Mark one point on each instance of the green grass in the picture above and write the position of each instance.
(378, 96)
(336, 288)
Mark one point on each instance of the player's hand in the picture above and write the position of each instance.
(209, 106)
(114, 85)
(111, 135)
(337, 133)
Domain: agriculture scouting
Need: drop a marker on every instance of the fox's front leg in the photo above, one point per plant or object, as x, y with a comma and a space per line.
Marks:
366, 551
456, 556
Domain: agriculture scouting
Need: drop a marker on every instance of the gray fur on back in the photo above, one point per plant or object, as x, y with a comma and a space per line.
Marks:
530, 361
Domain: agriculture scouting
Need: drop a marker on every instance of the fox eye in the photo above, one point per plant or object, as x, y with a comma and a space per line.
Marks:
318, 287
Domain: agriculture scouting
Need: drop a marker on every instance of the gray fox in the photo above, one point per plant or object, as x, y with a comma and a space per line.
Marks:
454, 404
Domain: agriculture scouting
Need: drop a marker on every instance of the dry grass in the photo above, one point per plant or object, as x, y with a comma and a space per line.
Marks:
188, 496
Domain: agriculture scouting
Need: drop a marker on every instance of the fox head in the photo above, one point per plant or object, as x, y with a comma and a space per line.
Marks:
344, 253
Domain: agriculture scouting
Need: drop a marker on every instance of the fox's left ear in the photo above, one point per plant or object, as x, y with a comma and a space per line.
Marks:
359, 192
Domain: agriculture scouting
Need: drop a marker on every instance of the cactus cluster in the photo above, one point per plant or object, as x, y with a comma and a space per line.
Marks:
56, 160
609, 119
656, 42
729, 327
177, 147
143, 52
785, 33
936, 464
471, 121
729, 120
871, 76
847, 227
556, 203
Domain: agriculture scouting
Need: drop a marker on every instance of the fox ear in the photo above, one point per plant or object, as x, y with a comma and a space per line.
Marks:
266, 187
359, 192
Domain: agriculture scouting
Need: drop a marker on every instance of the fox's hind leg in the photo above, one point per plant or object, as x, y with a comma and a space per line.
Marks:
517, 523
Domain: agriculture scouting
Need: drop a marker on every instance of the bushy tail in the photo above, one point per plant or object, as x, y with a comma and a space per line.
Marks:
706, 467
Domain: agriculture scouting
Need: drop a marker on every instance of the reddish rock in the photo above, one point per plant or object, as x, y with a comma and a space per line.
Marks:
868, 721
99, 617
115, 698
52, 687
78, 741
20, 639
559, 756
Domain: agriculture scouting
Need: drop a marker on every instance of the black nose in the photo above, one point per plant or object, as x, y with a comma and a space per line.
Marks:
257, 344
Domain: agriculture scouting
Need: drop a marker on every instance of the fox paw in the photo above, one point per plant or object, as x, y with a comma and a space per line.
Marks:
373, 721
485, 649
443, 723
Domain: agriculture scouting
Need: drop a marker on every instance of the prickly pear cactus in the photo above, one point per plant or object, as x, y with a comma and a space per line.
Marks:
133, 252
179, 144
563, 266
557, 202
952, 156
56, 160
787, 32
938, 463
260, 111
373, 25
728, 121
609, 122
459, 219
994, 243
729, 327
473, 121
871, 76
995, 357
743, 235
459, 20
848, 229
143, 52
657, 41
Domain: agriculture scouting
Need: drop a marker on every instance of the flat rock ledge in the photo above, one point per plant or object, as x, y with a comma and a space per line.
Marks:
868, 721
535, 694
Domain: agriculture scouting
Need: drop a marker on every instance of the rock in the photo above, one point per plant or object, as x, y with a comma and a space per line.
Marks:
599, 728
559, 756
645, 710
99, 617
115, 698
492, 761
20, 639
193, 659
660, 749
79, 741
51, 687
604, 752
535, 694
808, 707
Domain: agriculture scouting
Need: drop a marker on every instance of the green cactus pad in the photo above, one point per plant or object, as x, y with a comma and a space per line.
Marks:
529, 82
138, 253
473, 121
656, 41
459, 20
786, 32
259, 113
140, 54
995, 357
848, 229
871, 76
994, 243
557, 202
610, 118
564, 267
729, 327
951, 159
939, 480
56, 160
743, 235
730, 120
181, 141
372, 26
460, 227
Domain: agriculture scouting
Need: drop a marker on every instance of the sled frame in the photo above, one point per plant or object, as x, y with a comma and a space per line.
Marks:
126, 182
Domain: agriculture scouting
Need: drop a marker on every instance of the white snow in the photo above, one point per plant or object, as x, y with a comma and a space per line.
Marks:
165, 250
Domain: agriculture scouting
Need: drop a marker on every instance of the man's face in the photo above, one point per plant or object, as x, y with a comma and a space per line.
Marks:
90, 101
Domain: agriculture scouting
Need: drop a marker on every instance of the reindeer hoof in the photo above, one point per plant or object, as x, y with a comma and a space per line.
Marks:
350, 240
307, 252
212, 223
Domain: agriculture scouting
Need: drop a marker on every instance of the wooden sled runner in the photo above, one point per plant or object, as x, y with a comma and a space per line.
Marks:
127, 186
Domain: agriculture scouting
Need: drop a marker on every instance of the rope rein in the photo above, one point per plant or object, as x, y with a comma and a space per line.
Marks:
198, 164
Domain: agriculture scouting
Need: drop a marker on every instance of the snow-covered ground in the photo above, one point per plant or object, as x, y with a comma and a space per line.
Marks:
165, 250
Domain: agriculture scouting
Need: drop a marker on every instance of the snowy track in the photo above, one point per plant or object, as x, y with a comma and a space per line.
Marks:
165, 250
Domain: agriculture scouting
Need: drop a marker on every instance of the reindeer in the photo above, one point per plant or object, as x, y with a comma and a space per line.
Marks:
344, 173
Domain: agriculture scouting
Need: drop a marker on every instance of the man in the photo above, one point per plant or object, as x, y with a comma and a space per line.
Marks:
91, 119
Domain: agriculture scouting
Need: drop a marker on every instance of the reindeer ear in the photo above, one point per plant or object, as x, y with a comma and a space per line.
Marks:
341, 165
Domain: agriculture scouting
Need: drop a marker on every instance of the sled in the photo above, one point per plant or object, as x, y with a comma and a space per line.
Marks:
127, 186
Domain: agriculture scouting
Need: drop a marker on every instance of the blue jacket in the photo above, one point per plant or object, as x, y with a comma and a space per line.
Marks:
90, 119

========================================

__Task statement__: The task calls for every line of the material to be reproduced precisely.

__Completed exercise__:
Mark one point on each instance of the green grass in the picture above and write the position of each instance.
(378, 96)
(336, 288)
Mark one point on each instance of the player's hand in the picture above and write the position of each instance.
(209, 106)
(114, 85)
(111, 135)
(337, 133)
Domain: agriculture scouting
Need: drop a marker on every instance of the fox's front leg in the photo above, one point per plant or object, as x, y with a comma and a space per line.
Marks:
366, 551
456, 556
Domain: agriculture scouting
Need: drop a marker on every instance of the gray fur on back in the photo above, one point per plant or object, as x, y with a comma and a space per line.
Marks:
530, 361
Domain: agriculture scouting
Need: drop a marker on every instance of the fox eye in the photo above, one point per plant or object, as x, y with a comma and a space per line.
Marks:
318, 287
Domain: agriculture scouting
Need: drop a marker on every instance of the gray fox in the photo above, one point per plant or object, as x, y with a comma and a space per line.
Marks:
454, 404
Domain: agriculture scouting
Need: drop a marker on every instance of the dry grass in the photo above, one point per plant or object, as x, y with a comma and a space per line.
Marks:
188, 496
Domain: agriculture scouting
Need: drop a marker on every instance of the fox head in the photo above, one point per plant or object, as x, y with a comma and a space per line.
Marks:
344, 253
Domain: agriculture scouting
Need: drop a marker on every instance of the fox's left ear in the photo above, one point per plant or object, as x, y with a comma and a space per line.
Marks:
359, 192
Domain: agriculture scouting
Need: drop a marker on every instance of the cactus cluster in the photo above, one point per plant or object, as x, y with a comma and a space per line.
Marks:
56, 160
609, 119
656, 42
729, 327
177, 147
143, 52
785, 33
936, 464
471, 121
729, 120
871, 76
847, 227
556, 203
Domain: agriculture scouting
Need: drop a marker on every instance of the fox ear in the photo above, one point per plant or object, as x, y with a comma and a space per line.
Marks:
266, 187
359, 192
Domain: agriculture scouting
Need: drop a marker on every instance of the fox's hind leg in the photo above, one point per plant or object, as x, y with a comma and a space per line.
Marks:
517, 523
Domain: agriculture scouting
Need: drop a marker on every instance of the bushy tail in the photo above, one point per plant or object, as x, y with a comma and a space per line.
Marks:
706, 467
Domain: agriculture scouting
Need: drop a marker on every instance of the reddish rock in the photo above, one point per plant or object, as x, y with a comma and a space per line.
Marks:
868, 721
99, 617
115, 698
52, 687
78, 741
20, 639
559, 756
Domain: agriculture scouting
Need: drop a marker on every instance of the black nose in the photo above, one point per plant or object, as x, y with a comma and a space per line.
Marks:
257, 344
Domain: agriculture scouting
Need: drop a marker on every instance of the fox paw in the photo above, one point per plant or object, as x, y with a comma and a space per line.
Marks:
373, 721
485, 649
443, 723
Domain: agriculture scouting
Need: drop a marker on every instance of the prickly pear cactus in the photo above, one point per plant or object, as x, y with a comma and a space per line.
Marks:
133, 252
179, 144
563, 266
557, 202
952, 156
56, 160
787, 32
938, 463
260, 111
373, 25
728, 121
609, 122
459, 219
994, 243
729, 327
473, 121
871, 76
995, 357
743, 235
459, 20
848, 229
143, 52
657, 41
Domain: agriculture scouting
Need: drop a marker on every instance of the flat rock ledge in the photo above, one point per plant or object, as x, y with a comma and a space per line.
Marks:
868, 721
535, 694
Domain: agriculture scouting
Need: drop a marker on every instance of the rock in the photo above, one point per plant or object, as x, y with a comma and a space per line.
Marks:
599, 728
559, 756
645, 710
99, 617
115, 698
492, 761
20, 639
193, 659
660, 749
79, 741
51, 687
604, 752
535, 694
808, 707
Domain: agriculture scouting
Need: drop a marker on every instance of the green cactus pad in the photo above, one point per plant or object, as x, y with a comma and a space per line.
Marks:
529, 82
138, 253
473, 121
656, 41
459, 20
786, 32
259, 113
140, 54
995, 357
848, 229
871, 76
994, 243
557, 202
610, 118
564, 267
729, 327
951, 159
939, 480
56, 160
743, 235
730, 120
181, 141
372, 26
460, 227
Domain: agriculture scouting
Need: drop a marker on every instance of the sled frame in the photo above, one point per plant or object, as x, y with a comma and a space per line.
Marks:
126, 182
Domain: agriculture scouting
Need: drop a marker on every instance of the white snow in the photo above, one point per plant or object, as x, y with a comma and a space per line.
Marks:
165, 250
Domain: agriculture scouting
Need: drop a marker on every instance of the man's face in the photo above, one point per plant or object, as x, y with a comma and a space per line.
Marks:
90, 101
Domain: agriculture scouting
Need: drop a marker on every instance of the reindeer hoof in the photo above, one point per plant or object, as x, y with a comma and a space per line.
Marks:
350, 240
307, 252
212, 223
Domain: agriculture scouting
Need: drop a marker on every instance of the wooden sled runner in the photo above, one point per plant or object, as x, y with a comma and a space per line.
Marks:
127, 186
Domain: agriculture scouting
Need: drop a marker on every instance of the rope rein in the photo above, one point per plant or object, as x, y with a comma and a space per line.
Marks:
198, 164
Domain: agriculture scouting
Need: drop a marker on every instance of the snow-covered ground in the photo above, one point per plant or object, as x, y with a comma and a space per line.
Marks:
165, 250
Domain: agriculture scouting
Need: drop a marker on every instance of the snowy track in the photo above, one point per plant or object, as x, y with a comma and a space per line.
Marks:
165, 250
Domain: agriculture scouting
Need: drop a marker on every instance of the reindeer in the photo above, one point per plant or object, as x, y with a comma and a space per line.
Marks:
344, 173
Domain: agriculture scouting
Need: drop a marker on every instance of the man in the photo above, one point per plant or object, as x, y with a comma and a space per line.
Marks:
91, 119
Domain: agriculture scouting
Need: drop a marker on every instance of the reindeer ear in the photo above, one point per plant or object, as x, y with a comma and a space per line.
Marks:
341, 165
Domain: agriculture scouting
Need: drop a marker on every instance of the sled in the photo above, one point per plant or object, as x, y with a comma and a space per line.
Marks:
127, 186
Domain: agriculture scouting
Need: drop a marker on every instance of the blue jacket in the photo above, one point per plant or object, as x, y with a comma and a space per line.
Marks:
90, 119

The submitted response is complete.